Write each line out again exactly as written.

═══ Records for this task

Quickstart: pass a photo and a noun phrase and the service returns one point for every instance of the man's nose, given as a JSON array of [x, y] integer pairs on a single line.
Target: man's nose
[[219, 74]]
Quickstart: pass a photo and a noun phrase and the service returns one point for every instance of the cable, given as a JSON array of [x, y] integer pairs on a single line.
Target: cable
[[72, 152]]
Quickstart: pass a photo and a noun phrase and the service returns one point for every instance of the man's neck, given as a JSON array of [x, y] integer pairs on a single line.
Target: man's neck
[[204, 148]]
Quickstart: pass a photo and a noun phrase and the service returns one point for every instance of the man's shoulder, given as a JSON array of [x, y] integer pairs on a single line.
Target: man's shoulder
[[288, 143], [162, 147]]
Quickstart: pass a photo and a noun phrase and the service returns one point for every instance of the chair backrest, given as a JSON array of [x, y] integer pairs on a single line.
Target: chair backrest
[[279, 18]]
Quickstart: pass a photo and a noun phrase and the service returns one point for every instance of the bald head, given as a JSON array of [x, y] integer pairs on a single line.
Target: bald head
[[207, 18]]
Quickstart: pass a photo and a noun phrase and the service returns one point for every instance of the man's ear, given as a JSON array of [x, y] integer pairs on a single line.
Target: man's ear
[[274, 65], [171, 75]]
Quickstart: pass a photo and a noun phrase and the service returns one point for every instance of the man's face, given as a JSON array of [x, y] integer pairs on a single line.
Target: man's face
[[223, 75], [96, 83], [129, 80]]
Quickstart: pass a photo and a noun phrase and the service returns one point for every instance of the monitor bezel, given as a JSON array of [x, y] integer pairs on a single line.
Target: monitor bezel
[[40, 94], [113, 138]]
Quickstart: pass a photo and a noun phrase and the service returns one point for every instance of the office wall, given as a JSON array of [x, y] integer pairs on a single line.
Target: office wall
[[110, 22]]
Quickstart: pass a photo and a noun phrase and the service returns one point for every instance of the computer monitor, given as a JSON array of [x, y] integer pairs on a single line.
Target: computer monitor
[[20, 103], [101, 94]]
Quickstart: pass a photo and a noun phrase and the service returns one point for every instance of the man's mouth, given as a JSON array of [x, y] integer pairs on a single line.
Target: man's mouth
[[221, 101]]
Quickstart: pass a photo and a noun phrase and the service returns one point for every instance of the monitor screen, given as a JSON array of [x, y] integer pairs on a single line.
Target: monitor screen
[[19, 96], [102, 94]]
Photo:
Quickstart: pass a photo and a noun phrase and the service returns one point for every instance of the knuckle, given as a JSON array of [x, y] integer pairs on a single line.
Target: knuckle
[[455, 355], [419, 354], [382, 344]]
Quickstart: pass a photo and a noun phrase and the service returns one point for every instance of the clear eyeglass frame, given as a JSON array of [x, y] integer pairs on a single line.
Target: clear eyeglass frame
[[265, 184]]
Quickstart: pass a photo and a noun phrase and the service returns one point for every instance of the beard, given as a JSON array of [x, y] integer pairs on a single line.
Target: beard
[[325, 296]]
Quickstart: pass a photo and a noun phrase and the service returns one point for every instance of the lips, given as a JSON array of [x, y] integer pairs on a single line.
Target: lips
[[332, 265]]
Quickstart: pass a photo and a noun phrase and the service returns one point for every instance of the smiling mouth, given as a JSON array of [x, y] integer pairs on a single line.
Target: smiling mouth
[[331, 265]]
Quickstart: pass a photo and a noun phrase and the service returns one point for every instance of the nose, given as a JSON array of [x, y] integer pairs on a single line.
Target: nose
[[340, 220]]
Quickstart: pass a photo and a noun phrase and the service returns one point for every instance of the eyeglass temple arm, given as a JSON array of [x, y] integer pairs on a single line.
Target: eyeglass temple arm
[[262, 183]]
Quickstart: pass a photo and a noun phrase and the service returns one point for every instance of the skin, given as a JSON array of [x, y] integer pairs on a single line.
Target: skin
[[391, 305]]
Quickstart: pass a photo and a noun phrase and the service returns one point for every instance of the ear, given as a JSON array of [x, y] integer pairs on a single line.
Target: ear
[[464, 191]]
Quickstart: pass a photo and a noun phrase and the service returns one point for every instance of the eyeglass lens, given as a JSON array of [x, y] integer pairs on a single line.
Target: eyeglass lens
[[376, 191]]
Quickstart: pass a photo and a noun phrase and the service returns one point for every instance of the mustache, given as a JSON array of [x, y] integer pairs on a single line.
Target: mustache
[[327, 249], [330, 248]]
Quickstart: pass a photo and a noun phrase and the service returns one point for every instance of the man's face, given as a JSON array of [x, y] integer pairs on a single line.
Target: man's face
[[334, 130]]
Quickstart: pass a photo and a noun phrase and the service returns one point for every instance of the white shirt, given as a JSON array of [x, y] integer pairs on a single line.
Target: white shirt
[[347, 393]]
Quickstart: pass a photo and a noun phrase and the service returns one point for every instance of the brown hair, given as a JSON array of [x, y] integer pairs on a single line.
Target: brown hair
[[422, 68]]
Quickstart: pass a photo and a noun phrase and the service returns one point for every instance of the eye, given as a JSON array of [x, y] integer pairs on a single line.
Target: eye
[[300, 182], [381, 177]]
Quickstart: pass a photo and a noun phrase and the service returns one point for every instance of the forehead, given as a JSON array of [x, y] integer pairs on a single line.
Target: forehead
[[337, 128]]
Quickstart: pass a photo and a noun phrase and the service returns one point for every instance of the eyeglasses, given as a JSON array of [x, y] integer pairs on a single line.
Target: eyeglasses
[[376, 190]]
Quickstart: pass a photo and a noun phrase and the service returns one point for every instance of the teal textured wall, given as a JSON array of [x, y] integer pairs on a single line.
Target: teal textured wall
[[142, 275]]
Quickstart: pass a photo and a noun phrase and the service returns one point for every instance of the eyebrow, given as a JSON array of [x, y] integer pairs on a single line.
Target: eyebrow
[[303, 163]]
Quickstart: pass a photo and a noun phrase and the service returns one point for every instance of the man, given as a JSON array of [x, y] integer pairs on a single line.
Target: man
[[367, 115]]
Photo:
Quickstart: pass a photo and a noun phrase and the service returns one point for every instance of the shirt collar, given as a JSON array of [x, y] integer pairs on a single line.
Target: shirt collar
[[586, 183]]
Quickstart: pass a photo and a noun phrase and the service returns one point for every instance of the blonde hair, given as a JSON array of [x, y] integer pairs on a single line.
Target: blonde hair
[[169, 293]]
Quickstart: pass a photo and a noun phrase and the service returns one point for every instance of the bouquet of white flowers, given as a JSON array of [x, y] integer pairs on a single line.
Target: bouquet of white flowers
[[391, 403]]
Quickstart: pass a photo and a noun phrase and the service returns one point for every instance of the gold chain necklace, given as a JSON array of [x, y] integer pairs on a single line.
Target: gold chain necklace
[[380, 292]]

══════

◆ **Answer to this problem**:
Quickstart: pass a photo and a noun phrase and the service returns one point for every instance of the man's nose, given as a JSON array of [x, y] integer pairs on a single line.
Target: man's nose
[[219, 74]]
Quickstart: pass a photo and a noun phrase and the service returns one point for every instance of the cable, given as a JSON array of [x, y] integer pairs on a single line.
Target: cable
[[72, 152]]
Quickstart: pass a photo and a noun phrase and the service returns one point for every instance of the man's neck, given as a JSON array of [x, y] integer pairs on a single line.
Target: man's neck
[[204, 148]]
Quickstart: pass a photo and a noun phrase and the service returns one point for every instance of the man's shoulder, given as a JSON array of [x, y] integer pairs on a single line.
Target: man's shoulder
[[288, 143], [162, 147]]
Quickstart: pass a photo and a noun phrase and the service returns one point for every instance of the chair backrest, given as a JSON array of [x, y] integer pairs on a single line.
Target: chair backrest
[[279, 18]]
Quickstart: pass a photo and a noun phrase and the service returns one point for every instance of the bald head, given as a JSON array of [x, y] integer pairs on a single line.
Target: bald head
[[207, 18]]
Quickstart: pass a photo and a noun phrase and the service returns one point for every instance of the man's ear, given as a JSON array of [x, y] integer pairs on a single line.
Target: man's ear
[[274, 65], [171, 75]]
Quickstart: pass a photo and a noun phrase and the service returns one point for every instance of the man's face, given as a JSON array of [x, y] integer pairs on a single line.
Target: man's face
[[223, 75], [96, 83], [129, 80]]
Quickstart: pass a photo and a noun phrase and the service returns one point for every instance of the monitor bezel, given as a JSON array of [x, y] integer pairs on a single line.
Target: monitor bezel
[[40, 94], [113, 138]]
Quickstart: pass a photo and a noun phrase and the service returns one point for every instance of the office wall, given as a JSON array of [x, y] integer pairs on a single line.
Target: office wall
[[110, 22]]
Quickstart: pass a photo and a noun phrase and the service returns one point for every instance of the computer monitor, given as a JSON array of [x, y] integer pairs on a single line.
Target: computer monitor
[[20, 103], [101, 94]]
Quickstart: pass a photo and a noun phrase and the service returns one point for every instance of the man's mouth, given as a JSON array of [x, y] integer pairs on a single line.
Target: man's mouth
[[221, 101]]
Quickstart: pass a photo and a noun phrase and the service returns one point for every instance of the monitor screen, given as a JSON array of [x, y] integer pairs on a single line.
Target: monitor screen
[[19, 96], [102, 94]]
Photo:
Quickstart: pass a photo and a noun phrase and the service returns one point for every instance of the knuckle, given as a JSON array of [x, y] integer pairs on a single line.
Target: knuckle
[[455, 355], [419, 354], [382, 344]]
Quickstart: pass a photo and a noun phrase and the service returns one point for every instance of the clear eyeglass frame, given as a JSON array of [x, y] integer pairs on a single line.
Target: clear eyeglass frame
[[265, 184]]
Quickstart: pass a photo and a noun phrase and the service returns one point for every instance of the beard, given as a JSON array of [x, y] integer pairs on a single line.
Target: beard
[[325, 296]]
Quickstart: pass a photo and a noun phrase and the service returns one point for every instance of the lips, given as a JSON array of [x, y] integer pairs on a single line.
Target: lips
[[332, 265]]
Quickstart: pass a photo and a noun phrase and the service returns one point for every instance of the smiling mouth, given as a JSON array of [x, y] integer pairs on a single line.
Target: smiling mouth
[[331, 265]]
Quickstart: pass a photo and a noun phrase and the service returns one point for every instance of the nose, given as a JSON array of [x, y] integer pairs on a single line.
Target: nose
[[340, 220]]
Quickstart: pass a photo and a noun phrase and the service returns one point for every instance of the eyeglass temple arm, given as a JSON array of [x, y] integer pairs on a single line.
Target: eyeglass temple arm
[[262, 183]]
Quickstart: pass a photo and a noun phrase and the service returns one point for every instance of the skin, given as a JSON array of [x, y] integer pairs on a single line.
Target: skin
[[391, 305]]
Quickstart: pass a photo and a noun phrase and the service returns one point for every instance of the ear, given as a JSON array of [x, y] integer pairs on a single line.
Target: ear
[[464, 191]]
Quickstart: pass a photo and a noun phrase and the service returns one point for every instance of the eyeglass lens, given as a JSON array of [x, y] integer pairs on a single line.
Target: eyeglass lens
[[376, 191]]
Quickstart: pass a photo and a noun phrase and the service returns one point for every instance of the mustache, given as a JSON array of [x, y] integer pairs on a single line.
Target: mustache
[[327, 249], [330, 248]]
Quickstart: pass a photo and a noun phrase and the service returns one point for every instance of the man's face, given as a JSON array of [x, y] integer pairs on a single line.
Target: man's face
[[334, 130]]
Quickstart: pass a photo and a noun phrase and the service returns one point for every instance of the white shirt, given as a JSON array of [x, y] integer pairs on a single line.
Target: white shirt
[[347, 393]]
Quickstart: pass a photo and a noun phrase and the service returns one point for every instance of the brown hair, given as a JSON array of [x, y] integer pairs on a single line.
Target: brown hair
[[422, 68]]
Quickstart: pass a photo and a noun phrase and the service returns one point for every instance of the eye, given as a JSON array of [x, y] integer pairs on a single line.
Target: eye
[[300, 182], [381, 177]]
Quickstart: pass a photo and a noun phrase and the service returns one point for every instance of the forehead, given as a JSON array of [x, y] integer pairs on a single line.
Target: forehead
[[337, 128]]
Quickstart: pass a photo and a noun phrase and the service returns one point for every instance of the eyeglasses, given as a JSON array of [x, y] integer pairs on a single line.
Target: eyeglasses
[[376, 190]]
Quickstart: pass a photo and a noun phrase and the service returns one point for every instance of the teal textured wall, given as a JSON array of [x, y] integer pairs on a single line.
Target: teal textured wall
[[142, 275]]
Quickstart: pass a photo and a noun phrase and the service returns one point for every instance of the eyebrow, given as a JSON array of [x, y] integer pairs on a single line.
Target: eyebrow
[[303, 163]]
Quickstart: pass a photo and a noun phrase and the service returns one point for every instance of the man, given as a JSON array of [x, y] integer pairs on a single line.
Target: man
[[367, 115]]
Photo:
Quickstart: pass a photo and a noun phrase and the service returns one point for every instance of the shirt collar, given as a JSON array of [x, y] integer pairs on a single line.
Target: shirt collar
[[586, 183]]
Quickstart: pass a photo and a noun phrase and the service returns one point for every instance of the blonde hair, given as a JSON array of [x, y] integer pairs on a single line.
Target: blonde hair
[[169, 293]]
Quickstart: pass a photo and a noun phrase and the service returns one point for every instance of the bouquet of white flowers, given as a JSON array of [x, y] integer pairs on a single line.
Target: bouquet of white flowers
[[391, 403]]
Quickstart: pass a photo and a noun phrase and the service returns one point for every instance of the gold chain necklace, given as a JSON array of [x, y] integer pairs on a single line.
Target: gold chain necklace
[[380, 292]]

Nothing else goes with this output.